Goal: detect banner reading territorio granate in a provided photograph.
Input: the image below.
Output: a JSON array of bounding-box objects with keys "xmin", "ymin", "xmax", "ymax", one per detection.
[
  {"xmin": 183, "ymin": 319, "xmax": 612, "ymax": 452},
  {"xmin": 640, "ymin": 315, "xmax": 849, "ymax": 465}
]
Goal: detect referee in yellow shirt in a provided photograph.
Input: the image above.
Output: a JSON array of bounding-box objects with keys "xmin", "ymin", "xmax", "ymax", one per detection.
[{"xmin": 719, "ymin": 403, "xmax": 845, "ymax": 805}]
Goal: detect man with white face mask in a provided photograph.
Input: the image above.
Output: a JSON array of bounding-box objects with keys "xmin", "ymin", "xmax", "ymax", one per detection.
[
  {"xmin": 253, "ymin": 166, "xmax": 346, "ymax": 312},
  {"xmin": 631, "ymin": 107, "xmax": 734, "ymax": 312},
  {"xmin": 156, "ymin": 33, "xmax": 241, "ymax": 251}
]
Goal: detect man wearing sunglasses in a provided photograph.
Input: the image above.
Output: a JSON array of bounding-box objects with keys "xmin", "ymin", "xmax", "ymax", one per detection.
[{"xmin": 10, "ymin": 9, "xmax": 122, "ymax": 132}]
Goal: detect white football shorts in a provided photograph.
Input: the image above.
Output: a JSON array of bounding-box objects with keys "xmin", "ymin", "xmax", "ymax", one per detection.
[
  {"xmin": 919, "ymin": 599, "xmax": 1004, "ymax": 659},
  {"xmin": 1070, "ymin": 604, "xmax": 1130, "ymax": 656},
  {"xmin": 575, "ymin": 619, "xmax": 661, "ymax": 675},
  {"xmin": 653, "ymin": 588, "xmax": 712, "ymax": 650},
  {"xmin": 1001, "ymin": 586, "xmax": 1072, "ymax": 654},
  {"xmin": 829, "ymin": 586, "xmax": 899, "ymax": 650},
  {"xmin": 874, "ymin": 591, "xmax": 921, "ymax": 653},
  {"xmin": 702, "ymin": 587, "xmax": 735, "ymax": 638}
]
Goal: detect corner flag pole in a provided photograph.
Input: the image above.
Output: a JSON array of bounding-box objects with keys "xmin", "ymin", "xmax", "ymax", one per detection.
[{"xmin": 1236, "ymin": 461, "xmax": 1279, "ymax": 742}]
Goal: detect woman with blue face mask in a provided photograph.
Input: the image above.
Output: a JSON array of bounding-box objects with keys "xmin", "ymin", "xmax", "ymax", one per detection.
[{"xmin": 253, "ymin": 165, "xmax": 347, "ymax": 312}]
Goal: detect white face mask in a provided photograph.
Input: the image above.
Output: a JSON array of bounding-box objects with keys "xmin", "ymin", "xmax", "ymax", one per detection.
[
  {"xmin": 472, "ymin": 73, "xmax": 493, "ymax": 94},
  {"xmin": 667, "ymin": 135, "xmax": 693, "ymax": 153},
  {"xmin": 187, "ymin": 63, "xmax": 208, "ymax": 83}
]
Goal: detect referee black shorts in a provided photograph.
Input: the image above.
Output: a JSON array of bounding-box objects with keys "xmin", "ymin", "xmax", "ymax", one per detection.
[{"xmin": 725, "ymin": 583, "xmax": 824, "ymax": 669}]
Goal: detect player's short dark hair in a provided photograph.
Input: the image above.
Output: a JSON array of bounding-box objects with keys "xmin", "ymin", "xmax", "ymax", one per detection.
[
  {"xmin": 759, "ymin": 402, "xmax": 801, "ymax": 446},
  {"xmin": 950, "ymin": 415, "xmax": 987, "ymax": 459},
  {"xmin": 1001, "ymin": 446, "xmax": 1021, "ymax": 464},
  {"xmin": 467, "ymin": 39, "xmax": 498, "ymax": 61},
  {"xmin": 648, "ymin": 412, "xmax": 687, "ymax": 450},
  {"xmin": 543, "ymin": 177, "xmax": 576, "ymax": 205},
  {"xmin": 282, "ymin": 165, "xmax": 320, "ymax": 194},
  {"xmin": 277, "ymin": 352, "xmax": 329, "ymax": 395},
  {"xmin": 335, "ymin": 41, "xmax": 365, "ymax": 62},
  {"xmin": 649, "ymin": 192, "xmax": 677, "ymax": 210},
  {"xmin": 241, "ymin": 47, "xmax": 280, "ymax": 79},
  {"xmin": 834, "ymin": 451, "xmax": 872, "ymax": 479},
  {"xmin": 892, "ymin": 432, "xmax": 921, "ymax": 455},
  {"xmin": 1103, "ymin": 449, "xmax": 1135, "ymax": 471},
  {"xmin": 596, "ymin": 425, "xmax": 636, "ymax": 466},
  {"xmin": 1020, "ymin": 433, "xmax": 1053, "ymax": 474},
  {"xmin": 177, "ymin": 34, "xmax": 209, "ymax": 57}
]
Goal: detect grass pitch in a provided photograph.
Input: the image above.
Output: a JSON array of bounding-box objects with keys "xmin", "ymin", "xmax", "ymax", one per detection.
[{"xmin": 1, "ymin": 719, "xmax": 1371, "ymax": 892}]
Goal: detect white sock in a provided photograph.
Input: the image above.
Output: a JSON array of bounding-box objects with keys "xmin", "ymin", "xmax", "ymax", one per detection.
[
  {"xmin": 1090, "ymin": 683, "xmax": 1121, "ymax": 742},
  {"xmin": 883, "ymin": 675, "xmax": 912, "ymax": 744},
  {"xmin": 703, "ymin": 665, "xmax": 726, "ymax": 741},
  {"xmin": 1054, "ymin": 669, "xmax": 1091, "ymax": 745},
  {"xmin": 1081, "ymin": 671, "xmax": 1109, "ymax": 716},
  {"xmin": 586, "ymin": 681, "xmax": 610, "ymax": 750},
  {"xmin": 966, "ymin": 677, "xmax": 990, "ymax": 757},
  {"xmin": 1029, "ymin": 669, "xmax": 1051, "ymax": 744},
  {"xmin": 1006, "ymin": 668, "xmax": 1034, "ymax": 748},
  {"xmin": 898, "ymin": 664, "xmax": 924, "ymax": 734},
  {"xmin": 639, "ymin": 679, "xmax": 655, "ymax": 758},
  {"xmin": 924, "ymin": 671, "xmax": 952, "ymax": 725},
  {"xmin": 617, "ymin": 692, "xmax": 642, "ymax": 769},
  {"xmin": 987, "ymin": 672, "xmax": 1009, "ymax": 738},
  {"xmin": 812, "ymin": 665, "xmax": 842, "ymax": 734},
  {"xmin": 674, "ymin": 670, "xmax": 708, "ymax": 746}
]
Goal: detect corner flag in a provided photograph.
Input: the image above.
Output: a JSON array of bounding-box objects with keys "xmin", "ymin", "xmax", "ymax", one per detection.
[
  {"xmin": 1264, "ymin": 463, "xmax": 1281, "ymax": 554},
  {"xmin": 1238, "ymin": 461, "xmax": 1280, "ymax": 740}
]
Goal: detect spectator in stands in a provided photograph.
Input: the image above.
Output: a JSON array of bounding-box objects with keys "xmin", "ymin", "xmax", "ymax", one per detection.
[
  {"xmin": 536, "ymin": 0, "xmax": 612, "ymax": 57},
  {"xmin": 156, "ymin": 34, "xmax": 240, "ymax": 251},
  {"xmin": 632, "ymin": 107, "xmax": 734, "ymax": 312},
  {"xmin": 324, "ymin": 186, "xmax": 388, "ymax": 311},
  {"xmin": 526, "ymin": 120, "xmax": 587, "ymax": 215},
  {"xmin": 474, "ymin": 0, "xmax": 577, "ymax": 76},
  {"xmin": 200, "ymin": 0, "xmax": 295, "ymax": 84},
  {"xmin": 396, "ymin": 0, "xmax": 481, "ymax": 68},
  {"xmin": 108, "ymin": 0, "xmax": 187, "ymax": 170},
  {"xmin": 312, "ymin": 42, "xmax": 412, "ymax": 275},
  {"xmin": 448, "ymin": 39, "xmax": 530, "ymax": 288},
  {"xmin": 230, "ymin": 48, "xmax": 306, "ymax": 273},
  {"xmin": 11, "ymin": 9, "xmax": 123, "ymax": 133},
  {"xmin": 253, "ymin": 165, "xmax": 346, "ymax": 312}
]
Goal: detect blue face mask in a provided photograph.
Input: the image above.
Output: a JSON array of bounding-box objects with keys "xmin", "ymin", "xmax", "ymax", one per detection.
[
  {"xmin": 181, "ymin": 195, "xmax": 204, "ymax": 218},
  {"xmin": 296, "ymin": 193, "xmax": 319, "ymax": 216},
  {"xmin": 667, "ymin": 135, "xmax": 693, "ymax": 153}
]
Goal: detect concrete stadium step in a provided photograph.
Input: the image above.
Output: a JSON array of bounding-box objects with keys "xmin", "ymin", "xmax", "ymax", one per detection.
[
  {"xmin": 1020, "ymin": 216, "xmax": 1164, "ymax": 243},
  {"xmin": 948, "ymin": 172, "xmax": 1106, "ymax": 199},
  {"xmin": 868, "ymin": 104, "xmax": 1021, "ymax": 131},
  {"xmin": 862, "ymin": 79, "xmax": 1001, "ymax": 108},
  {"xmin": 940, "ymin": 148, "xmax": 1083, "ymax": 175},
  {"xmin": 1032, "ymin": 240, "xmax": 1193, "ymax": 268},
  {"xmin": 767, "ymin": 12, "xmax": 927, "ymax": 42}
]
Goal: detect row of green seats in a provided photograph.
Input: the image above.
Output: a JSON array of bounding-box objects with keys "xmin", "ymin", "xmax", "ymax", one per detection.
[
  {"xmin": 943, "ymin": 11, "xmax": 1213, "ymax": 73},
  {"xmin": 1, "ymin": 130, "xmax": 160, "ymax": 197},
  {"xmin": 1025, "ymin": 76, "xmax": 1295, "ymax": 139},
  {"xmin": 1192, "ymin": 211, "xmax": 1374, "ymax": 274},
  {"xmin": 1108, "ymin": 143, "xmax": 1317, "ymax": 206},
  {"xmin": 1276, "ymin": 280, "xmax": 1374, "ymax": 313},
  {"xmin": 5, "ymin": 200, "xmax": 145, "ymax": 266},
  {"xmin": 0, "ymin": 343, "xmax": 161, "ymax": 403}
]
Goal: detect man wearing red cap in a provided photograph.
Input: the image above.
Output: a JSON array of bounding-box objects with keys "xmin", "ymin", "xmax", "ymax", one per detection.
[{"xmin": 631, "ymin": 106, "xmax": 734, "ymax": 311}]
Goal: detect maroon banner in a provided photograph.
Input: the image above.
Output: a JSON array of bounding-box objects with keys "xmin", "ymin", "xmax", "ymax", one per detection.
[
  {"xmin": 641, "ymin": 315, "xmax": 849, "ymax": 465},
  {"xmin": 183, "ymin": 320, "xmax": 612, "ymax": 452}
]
************
Everything from the line containing "Goal: detect maroon" through the last line of the records must be given again exactly; leave out all other lines.

Goal: detect maroon banner in a provided photograph.
Input: the image above.
Output: a JSON array of bounding-box objects with keys "xmin", "ymin", "xmax", "ymax", one per detection.
[
  {"xmin": 641, "ymin": 315, "xmax": 849, "ymax": 465},
  {"xmin": 183, "ymin": 320, "xmax": 612, "ymax": 452}
]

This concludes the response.